Within the listing below, please copy exactly the lines between the line holding "Expected: one pin per instance of the man's dark" and the line holding "Expected: one pin per instance of the white dress", inclusive.

--- PROVIDED RECORDS ---

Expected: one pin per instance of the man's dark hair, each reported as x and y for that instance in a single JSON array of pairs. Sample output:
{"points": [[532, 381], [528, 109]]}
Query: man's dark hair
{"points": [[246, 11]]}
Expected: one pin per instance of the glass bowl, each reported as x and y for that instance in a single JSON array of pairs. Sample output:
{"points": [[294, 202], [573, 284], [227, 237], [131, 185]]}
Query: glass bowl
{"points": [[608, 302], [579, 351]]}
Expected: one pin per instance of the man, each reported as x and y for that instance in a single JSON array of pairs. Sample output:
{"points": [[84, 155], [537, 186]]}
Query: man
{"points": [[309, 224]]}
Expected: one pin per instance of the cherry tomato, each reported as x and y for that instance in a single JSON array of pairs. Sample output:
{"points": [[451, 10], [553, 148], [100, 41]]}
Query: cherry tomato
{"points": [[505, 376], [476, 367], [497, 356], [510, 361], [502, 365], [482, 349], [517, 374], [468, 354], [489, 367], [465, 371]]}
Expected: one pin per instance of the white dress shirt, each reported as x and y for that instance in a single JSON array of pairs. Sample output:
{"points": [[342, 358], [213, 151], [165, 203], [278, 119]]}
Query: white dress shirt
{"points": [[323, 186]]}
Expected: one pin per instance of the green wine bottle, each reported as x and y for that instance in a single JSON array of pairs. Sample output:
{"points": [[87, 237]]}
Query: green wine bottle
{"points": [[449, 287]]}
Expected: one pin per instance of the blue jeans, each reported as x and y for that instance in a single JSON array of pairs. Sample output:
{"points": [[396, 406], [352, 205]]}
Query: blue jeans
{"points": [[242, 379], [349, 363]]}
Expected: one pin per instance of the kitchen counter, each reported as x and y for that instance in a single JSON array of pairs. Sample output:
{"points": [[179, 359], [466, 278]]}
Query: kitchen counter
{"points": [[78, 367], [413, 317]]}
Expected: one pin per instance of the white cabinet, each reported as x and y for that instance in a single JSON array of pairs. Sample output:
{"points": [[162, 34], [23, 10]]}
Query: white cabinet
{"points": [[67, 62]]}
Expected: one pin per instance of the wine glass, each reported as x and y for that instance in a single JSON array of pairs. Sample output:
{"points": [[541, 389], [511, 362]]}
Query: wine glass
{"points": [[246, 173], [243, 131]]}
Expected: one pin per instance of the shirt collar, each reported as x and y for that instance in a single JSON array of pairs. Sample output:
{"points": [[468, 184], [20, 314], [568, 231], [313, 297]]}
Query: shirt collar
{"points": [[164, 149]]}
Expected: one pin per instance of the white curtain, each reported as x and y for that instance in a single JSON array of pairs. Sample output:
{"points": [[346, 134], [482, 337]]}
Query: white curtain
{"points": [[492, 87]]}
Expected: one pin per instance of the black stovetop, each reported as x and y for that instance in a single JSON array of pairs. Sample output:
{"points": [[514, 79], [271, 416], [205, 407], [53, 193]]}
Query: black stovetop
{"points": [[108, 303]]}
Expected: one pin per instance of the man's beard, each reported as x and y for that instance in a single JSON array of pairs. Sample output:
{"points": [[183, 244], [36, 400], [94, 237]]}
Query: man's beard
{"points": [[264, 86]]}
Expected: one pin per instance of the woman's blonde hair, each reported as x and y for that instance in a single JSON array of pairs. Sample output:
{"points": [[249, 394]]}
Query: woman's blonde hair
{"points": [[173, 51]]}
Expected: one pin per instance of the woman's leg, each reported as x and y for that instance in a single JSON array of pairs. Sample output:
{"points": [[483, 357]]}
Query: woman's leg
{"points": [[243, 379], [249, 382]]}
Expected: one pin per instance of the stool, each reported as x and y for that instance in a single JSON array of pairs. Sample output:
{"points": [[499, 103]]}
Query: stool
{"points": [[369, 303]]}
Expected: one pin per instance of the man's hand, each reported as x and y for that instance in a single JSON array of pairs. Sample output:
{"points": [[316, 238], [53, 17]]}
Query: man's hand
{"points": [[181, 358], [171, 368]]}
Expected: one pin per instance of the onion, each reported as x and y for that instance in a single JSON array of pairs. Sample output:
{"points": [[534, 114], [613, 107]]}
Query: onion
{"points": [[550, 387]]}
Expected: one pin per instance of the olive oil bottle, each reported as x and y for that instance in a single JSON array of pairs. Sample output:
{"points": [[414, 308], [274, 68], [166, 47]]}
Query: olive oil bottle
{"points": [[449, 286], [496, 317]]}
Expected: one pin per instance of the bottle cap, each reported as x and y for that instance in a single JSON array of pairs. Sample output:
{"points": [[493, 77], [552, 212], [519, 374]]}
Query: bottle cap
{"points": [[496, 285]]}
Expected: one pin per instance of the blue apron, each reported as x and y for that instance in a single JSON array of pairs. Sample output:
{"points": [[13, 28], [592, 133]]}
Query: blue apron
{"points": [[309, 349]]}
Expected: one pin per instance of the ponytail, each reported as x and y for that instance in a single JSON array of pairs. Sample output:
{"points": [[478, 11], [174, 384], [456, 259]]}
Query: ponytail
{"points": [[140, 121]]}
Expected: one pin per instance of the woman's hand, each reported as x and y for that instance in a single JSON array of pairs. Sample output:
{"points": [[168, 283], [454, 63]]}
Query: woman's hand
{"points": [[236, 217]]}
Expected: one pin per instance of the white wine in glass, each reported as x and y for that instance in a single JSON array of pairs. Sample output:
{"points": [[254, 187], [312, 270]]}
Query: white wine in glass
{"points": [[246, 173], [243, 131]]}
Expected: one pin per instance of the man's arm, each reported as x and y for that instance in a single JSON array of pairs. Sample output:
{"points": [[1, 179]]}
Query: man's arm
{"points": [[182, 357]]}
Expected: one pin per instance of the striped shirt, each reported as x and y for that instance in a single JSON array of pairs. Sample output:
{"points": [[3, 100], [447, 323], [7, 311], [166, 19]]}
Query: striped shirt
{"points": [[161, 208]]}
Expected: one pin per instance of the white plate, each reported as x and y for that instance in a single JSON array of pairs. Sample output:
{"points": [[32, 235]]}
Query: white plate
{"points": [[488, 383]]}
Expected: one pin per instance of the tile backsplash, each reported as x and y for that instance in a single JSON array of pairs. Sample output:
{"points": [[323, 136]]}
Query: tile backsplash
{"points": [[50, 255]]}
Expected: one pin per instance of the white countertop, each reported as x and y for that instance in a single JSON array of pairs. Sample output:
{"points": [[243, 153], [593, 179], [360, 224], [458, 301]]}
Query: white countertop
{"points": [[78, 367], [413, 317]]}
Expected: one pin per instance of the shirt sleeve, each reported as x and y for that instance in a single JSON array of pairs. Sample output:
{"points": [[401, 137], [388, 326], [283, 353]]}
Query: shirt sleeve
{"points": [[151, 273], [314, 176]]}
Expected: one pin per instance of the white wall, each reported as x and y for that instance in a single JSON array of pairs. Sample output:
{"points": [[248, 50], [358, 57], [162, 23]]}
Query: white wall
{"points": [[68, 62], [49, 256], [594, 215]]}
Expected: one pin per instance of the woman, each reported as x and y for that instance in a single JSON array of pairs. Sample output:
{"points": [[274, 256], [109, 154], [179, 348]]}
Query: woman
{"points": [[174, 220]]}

---
--- PROVIDED RECORDS ---

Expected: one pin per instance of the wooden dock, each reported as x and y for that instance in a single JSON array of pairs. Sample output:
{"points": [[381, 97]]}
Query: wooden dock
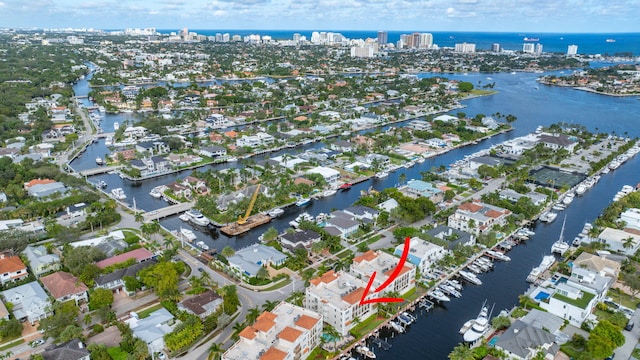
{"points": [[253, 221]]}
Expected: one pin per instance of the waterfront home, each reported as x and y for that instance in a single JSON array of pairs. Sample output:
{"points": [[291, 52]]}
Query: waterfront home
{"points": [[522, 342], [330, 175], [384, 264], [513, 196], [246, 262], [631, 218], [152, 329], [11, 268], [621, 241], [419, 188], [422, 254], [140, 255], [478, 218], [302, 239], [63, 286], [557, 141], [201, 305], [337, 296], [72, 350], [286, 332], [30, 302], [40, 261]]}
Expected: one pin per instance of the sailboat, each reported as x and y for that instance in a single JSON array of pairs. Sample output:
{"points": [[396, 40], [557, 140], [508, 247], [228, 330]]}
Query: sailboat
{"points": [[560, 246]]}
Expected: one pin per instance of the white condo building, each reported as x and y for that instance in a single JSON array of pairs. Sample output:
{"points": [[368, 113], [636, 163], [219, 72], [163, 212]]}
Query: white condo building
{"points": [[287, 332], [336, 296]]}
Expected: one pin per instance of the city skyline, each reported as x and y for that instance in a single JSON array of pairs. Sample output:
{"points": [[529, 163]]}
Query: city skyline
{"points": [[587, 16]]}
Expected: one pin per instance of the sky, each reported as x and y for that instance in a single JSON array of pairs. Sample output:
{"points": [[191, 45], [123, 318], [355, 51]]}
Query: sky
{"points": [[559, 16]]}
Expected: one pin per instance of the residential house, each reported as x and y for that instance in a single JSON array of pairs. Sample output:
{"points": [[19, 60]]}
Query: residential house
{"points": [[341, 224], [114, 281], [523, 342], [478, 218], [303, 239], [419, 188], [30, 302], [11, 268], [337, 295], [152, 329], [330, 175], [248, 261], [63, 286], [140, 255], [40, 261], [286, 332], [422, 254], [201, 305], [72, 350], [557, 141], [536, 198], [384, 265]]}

---

--- RESPONSE TO THIS EXERCISE ---
Expected: one pin per instance of the man's dark hair, each reported as x and y for that instance in a single JSON array of pairs. Sample output:
{"points": [[532, 381], [528, 109]]}
Query: man's dark hair
{"points": [[246, 11]]}
Expected: one pin per instance of the glass bowl, each reported as x and y for that instance in a single JSON array of pairs. Sample output:
{"points": [[294, 202], [573, 284], [227, 237], [131, 185]]}
Query: glass bowl
{"points": [[608, 302], [579, 351]]}
Expected: one pin per instance of the man, each reported as x and y for that instance in a single JSON array of pairs. Sample output:
{"points": [[84, 155], [537, 186]]}
Query: man
{"points": [[309, 224]]}
Expected: one pin per instance of the cherry tomato, each reported as x and y for that instance in a single JSON array of pairs. Sample output:
{"points": [[451, 10], [553, 148], [100, 41]]}
Query: cherry tomato
{"points": [[505, 376], [476, 367], [497, 356], [510, 361], [502, 365], [482, 349], [517, 374], [468, 354], [489, 367], [465, 371]]}
Expected: one pin per instance of the white dress shirt, each reported as x and y for that instance in a single JSON array of pairs. Sample output:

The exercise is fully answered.